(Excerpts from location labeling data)
▶
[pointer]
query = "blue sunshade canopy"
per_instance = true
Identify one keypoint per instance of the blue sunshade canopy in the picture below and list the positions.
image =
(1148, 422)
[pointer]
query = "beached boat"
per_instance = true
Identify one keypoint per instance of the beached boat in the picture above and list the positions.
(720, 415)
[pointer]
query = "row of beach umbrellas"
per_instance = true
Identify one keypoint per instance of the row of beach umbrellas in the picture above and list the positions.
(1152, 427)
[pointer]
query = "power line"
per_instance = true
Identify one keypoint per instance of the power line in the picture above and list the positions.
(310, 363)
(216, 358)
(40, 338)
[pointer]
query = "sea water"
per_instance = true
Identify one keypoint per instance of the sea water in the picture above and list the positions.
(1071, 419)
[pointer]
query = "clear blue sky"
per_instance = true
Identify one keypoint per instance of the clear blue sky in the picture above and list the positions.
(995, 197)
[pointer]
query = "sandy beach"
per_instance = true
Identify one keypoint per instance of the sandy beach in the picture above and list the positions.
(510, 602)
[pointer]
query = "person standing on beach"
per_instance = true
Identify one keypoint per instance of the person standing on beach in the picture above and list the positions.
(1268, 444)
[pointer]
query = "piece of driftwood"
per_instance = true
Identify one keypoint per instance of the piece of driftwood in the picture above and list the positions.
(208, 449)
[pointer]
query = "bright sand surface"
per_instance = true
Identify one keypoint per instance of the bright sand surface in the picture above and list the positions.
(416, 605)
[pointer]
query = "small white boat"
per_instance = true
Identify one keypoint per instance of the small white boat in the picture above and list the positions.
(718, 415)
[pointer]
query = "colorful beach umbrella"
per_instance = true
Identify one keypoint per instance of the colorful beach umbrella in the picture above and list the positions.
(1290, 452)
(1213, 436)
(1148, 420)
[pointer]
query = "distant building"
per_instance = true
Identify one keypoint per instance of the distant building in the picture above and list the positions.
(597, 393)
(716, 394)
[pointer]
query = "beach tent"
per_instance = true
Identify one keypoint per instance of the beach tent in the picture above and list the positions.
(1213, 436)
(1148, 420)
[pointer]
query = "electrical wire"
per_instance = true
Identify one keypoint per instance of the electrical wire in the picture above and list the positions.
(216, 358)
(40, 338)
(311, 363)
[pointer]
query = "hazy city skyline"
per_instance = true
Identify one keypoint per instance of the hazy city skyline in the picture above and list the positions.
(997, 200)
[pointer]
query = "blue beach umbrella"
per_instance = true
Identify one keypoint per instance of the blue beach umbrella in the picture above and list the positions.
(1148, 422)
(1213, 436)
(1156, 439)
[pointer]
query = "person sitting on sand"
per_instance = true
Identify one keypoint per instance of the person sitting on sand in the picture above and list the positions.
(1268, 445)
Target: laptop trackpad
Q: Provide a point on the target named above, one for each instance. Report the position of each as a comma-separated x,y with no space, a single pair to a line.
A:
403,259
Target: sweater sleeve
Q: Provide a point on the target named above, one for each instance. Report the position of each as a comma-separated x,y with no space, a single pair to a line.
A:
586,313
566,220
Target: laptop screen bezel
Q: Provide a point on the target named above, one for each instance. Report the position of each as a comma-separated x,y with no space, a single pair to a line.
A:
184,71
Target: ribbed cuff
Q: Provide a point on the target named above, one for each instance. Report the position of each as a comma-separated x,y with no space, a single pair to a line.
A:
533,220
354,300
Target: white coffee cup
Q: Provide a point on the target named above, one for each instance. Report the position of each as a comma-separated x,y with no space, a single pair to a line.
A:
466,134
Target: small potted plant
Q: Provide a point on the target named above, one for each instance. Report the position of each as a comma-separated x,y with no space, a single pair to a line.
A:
◀
▶ _Your objective_:
Please copy the rows word for word, starting at the line that contains "Target: sweater sleeve", including that line, and ending at the last row.

▶ _Exercise output_:
Target: sweater sleeve
Q: Provide a point on the target named above, one for each instance. Report the position of each as a comma-separated x,y with no space, a single pair to a line.
A:
586,313
566,220
Target: laptop screen bezel
Q: Provide a point on the target named above, one for each instance. Report the position of each as a comma-separated x,y with no space, a single pair to a line.
A:
184,71
Target: ribbed cuff
Q: Provide a point on the target named above, one for each instance. Report the position of each as a comma-separated x,y with no space, a single pair to a line.
A:
533,220
354,300
Target: white coffee cup
Q: Provide a point on the target named above, one for each instance. Report the position of each as a comma-separated x,y with no space, a single pair to a line.
A:
466,134
Target: small potted plant
Q: Provide a point on the target named above, one for each instance. Report the position of each as a comma-separated x,y with no space, a single pair to a line.
A:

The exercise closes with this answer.